**AIM OF THE TASK**.
Print every entry below again. Nothing may differ from the original.

------------------------

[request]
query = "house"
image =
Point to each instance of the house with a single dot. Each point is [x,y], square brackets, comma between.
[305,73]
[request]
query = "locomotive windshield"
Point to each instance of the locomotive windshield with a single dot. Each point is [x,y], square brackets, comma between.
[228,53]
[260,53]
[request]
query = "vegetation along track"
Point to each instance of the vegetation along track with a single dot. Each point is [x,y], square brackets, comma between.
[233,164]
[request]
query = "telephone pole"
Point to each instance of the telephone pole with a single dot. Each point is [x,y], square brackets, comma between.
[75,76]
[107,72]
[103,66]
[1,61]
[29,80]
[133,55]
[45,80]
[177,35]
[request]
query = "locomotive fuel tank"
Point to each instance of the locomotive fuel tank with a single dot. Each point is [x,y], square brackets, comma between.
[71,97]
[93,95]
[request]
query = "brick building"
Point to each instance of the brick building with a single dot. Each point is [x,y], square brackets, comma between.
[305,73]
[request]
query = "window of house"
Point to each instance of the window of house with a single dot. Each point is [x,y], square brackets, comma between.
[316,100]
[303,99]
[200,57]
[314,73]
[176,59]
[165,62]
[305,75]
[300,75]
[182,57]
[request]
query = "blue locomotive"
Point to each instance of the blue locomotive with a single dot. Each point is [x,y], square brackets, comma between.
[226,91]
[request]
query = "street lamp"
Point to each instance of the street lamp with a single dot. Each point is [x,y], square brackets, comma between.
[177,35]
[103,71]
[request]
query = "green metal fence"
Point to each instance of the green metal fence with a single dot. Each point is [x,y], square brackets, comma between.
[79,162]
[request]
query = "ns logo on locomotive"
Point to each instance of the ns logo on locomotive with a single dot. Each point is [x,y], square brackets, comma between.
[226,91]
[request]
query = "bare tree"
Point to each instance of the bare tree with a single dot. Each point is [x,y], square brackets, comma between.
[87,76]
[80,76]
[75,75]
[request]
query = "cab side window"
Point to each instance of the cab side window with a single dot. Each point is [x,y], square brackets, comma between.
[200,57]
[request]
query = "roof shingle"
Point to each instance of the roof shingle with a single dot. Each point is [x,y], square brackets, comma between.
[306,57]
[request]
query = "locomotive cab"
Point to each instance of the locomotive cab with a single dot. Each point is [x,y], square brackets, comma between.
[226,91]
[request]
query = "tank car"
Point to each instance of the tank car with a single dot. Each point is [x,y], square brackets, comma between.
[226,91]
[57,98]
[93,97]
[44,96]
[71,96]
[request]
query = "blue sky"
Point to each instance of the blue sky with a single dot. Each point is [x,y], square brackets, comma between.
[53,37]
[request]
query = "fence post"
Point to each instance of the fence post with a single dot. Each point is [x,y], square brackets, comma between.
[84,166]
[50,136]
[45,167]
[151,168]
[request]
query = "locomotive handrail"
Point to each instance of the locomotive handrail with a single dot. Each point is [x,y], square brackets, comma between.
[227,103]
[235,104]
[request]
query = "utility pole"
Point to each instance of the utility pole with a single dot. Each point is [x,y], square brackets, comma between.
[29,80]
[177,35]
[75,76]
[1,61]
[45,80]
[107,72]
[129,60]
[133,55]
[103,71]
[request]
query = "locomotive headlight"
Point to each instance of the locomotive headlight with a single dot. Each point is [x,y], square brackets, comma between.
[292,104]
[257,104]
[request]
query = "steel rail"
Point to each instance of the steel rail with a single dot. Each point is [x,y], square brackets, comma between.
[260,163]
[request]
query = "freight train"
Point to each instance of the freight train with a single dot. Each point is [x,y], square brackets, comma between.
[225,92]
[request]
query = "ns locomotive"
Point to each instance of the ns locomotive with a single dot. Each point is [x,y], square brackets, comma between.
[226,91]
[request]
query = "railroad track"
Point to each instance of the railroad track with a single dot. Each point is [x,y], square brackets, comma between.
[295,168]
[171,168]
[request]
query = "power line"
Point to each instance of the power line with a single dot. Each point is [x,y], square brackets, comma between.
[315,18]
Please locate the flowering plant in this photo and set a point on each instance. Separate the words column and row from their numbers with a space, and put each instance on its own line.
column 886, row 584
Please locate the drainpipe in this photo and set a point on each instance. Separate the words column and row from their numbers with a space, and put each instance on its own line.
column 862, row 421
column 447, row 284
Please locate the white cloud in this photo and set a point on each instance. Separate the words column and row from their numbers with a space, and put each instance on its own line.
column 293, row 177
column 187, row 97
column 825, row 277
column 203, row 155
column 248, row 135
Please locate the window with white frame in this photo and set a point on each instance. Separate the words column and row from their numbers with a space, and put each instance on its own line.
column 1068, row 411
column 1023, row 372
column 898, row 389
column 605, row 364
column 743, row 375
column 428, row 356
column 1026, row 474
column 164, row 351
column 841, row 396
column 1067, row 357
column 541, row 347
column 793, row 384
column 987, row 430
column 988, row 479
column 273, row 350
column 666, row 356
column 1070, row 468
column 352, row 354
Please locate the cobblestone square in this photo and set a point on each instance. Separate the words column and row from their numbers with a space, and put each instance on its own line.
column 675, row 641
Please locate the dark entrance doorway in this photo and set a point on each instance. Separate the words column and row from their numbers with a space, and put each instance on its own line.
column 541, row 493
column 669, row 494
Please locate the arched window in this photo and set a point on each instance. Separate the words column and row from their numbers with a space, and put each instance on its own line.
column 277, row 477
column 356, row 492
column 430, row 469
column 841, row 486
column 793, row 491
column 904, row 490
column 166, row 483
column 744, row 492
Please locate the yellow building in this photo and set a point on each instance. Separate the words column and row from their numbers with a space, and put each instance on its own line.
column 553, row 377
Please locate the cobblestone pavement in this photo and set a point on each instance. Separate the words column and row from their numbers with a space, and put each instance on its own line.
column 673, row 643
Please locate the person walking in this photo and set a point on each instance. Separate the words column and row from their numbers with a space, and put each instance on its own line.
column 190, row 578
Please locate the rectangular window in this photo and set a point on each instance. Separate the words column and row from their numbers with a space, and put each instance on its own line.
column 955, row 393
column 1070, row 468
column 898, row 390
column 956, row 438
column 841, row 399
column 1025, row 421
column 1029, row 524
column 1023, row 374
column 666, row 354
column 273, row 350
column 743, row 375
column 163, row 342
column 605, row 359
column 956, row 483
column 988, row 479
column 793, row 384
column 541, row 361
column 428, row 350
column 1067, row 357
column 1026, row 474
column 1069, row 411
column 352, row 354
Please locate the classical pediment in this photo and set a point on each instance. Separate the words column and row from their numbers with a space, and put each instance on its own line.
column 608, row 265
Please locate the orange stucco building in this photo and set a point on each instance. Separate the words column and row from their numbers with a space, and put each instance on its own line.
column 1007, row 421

------------------------

**ANSWER TO THE EXERCISE**.
[request]
query = "house"
image =
Point to each instance of the house with a single dot. Each point is [x,y], square brackets, comma between.
[305,73]
[request]
query = "locomotive windshield"
Point to each instance of the locomotive windshield with a single dot. Each point is [x,y], square brackets, comma between.
[228,53]
[260,53]
[request]
query = "vegetation along track"
Point to each instance of the vegetation along track with a single dot. Each point is [x,y], square brackets, comma between.
[233,164]
[request]
query = "telephone pole"
Point to each instance of the telephone pole with a single dot. Each point is [x,y], square brackets, comma between.
[75,76]
[107,72]
[103,66]
[1,61]
[29,80]
[133,55]
[45,80]
[177,35]
[request]
query = "locomotive fuel tank"
Point to each instance of the locomotive fuel tank with a single dot. Each point is [x,y], square brackets, comma between.
[71,97]
[93,95]
[request]
query = "brick building"
Point to each instance of the brick building with a single dot. Each point is [x,y], square brackets, comma between.
[305,73]
[request]
query = "window of house"
Point to each instance of the window of house with a single dot. Each point is [x,y], square brackets, comma between.
[316,100]
[303,99]
[200,57]
[314,73]
[176,59]
[165,62]
[305,75]
[300,75]
[182,57]
[request]
query = "blue locomotive"
Point to each instance of the blue locomotive with a single dot. Each point is [x,y], square brackets, comma between.
[226,91]
[request]
query = "street lamp"
Point to each instance of the street lamp with a single dot. Each point is [x,y], square brackets, comma between.
[177,35]
[103,71]
[request]
query = "green metal fence"
Point to each instance of the green metal fence with a single dot. Each point is [x,y], square brackets, comma between.
[79,162]
[request]
query = "ns logo on locomotive"
Point to each instance of the ns logo on locomotive with a single dot. Each point is [x,y], square brackets, comma between.
[226,91]
[request]
query = "bare tree"
Point to each instance of the bare tree with a single dot. Each point is [x,y], square brackets, comma between.
[87,76]
[80,76]
[75,75]
[request]
query = "cab side window"
Point to each instance of the cab side window with a single dot. Each point is [x,y], square brackets, comma between.
[200,57]
[request]
query = "roof shingle"
Point to each instance of the roof shingle with a single dot. Each point is [x,y], square brackets, comma between.
[306,57]
[request]
query = "locomotive cab"
Point to each instance of the locomotive cab with a single dot. Each point is [x,y], square brackets, comma between.
[226,91]
[request]
query = "tank car"
Point to each instance of the tank car with a single dot. Each point is [x,y], square brackets, comma between.
[226,91]
[57,98]
[93,97]
[44,96]
[71,96]
[request]
query = "blue sky"
Point to each instance of the blue sky with a single dot. Each point is [x,y], square brackets, comma between.
[53,37]
[request]
query = "fence post"
Point to each instance of the fence post with a single dot. Each point is [x,y], square brackets, comma between.
[84,166]
[50,136]
[45,167]
[151,168]
[request]
query = "locomotive handrail"
Point to each instance of the locomotive handrail with a single dot. Each point is [x,y], square brackets, comma between.
[227,103]
[235,104]
[request]
query = "utility pole"
Point to each instance of the utility pole with a single dot. Each point is [x,y], square brackets, comma between.
[29,80]
[177,35]
[75,76]
[1,61]
[45,80]
[107,72]
[129,60]
[133,55]
[103,71]
[request]
query = "locomotive headlight"
Point to each instance of the locomotive headlight with a single dot. Each point is [x,y], square brackets, comma between.
[292,104]
[257,104]
[request]
query = "steel rail"
Point to each instance of the steel rail with a single dot. Each point is [x,y], square brackets, comma between.
[260,163]
[request]
query = "freight train"
Point to each instance of the freight train with a single dot. Each point is [x,y], square brackets, comma between.
[225,92]
[request]
query = "ns locomotive"
Point to each instance of the ns locomotive with a single dot. Each point is [x,y], square brackets, comma between.
[226,91]
[request]
query = "railroad track"
Point to each instance of the railroad track with a single dot. Each point is [x,y], square brackets, comma between.
[295,168]
[171,168]
[request]
query = "power line"
Point to each instance of the power line with a single dot. Each point is [x,y], square brackets, comma between.
[315,18]
Please locate the flowering plant in this photo and set a point on each instance. Separate the words column and row from their numbers with a space, and put each instance on its own line.
column 886, row 584
Please locate the drainpipe in this photo and set a point on each instance. Separate the words column and row from their numbers with a space, and put each instance on its own line.
column 862, row 421
column 447, row 284
Please locate the white cloud in this photo and set a point on each instance. Separate the words column and row from their numbers with a space, and put each instance on its own line.
column 293, row 177
column 187, row 97
column 825, row 277
column 203, row 155
column 248, row 135
Please locate the window with white frame in this photo and set a point on each instance. Separate the words column and row from their numbers with a space, and put each instance on its own line.
column 1068, row 411
column 1023, row 372
column 898, row 389
column 605, row 364
column 743, row 375
column 428, row 356
column 1026, row 474
column 164, row 351
column 841, row 396
column 1067, row 357
column 541, row 347
column 793, row 384
column 987, row 430
column 988, row 479
column 273, row 350
column 666, row 356
column 1070, row 468
column 352, row 354
Please locate the cobblestone square in this photo and set a point on each instance. Separate the words column and row from their numbers with a space, and put each instance on its own line.
column 675, row 641
Please locate the dark entrance doorway in this photo and set a point on each instance. Separate the words column and row from their numbers with a space, and put each instance on its own line.
column 541, row 493
column 669, row 494
Please locate the arched window in this photo and set a point on each instance. Separate the words column and row from their numbers with a space, and put each instance on its own line.
column 277, row 477
column 356, row 492
column 430, row 469
column 841, row 486
column 793, row 491
column 904, row 490
column 166, row 483
column 744, row 492
Please locate the yellow building in this photo and set a point on each instance. Separate the words column and row from their numbers with a space, and put each instance on its own line.
column 553, row 377
Please locate the cobblestone pavement in this photo and set a point on each instance. Separate the words column and row from their numbers with a space, and put each instance on its own line.
column 673, row 643
Please locate the person walking in this photo and set a point on each instance. Separate the words column and row from their numbers with a space, and put each instance on its own line.
column 190, row 578
Please locate the rectangular window in this photo and set a point on each instance. Separate the words column and row from their numbers with a space, and put each instance on its own line.
column 955, row 393
column 1070, row 468
column 898, row 390
column 956, row 438
column 841, row 399
column 1025, row 421
column 1029, row 524
column 1023, row 374
column 666, row 354
column 273, row 350
column 743, row 375
column 163, row 342
column 605, row 359
column 956, row 483
column 988, row 479
column 793, row 384
column 541, row 361
column 428, row 350
column 1067, row 357
column 1026, row 474
column 1069, row 411
column 352, row 354
Please locate the classical pediment in this photo and set a point on each instance. Separate the words column and row from their numbers with a space, and put each instance on its own line.
column 608, row 265
Please locate the orange stucco building in this photo and set a point on each instance. Separate the words column and row from their numbers with a space, and put each instance on its own line.
column 1007, row 421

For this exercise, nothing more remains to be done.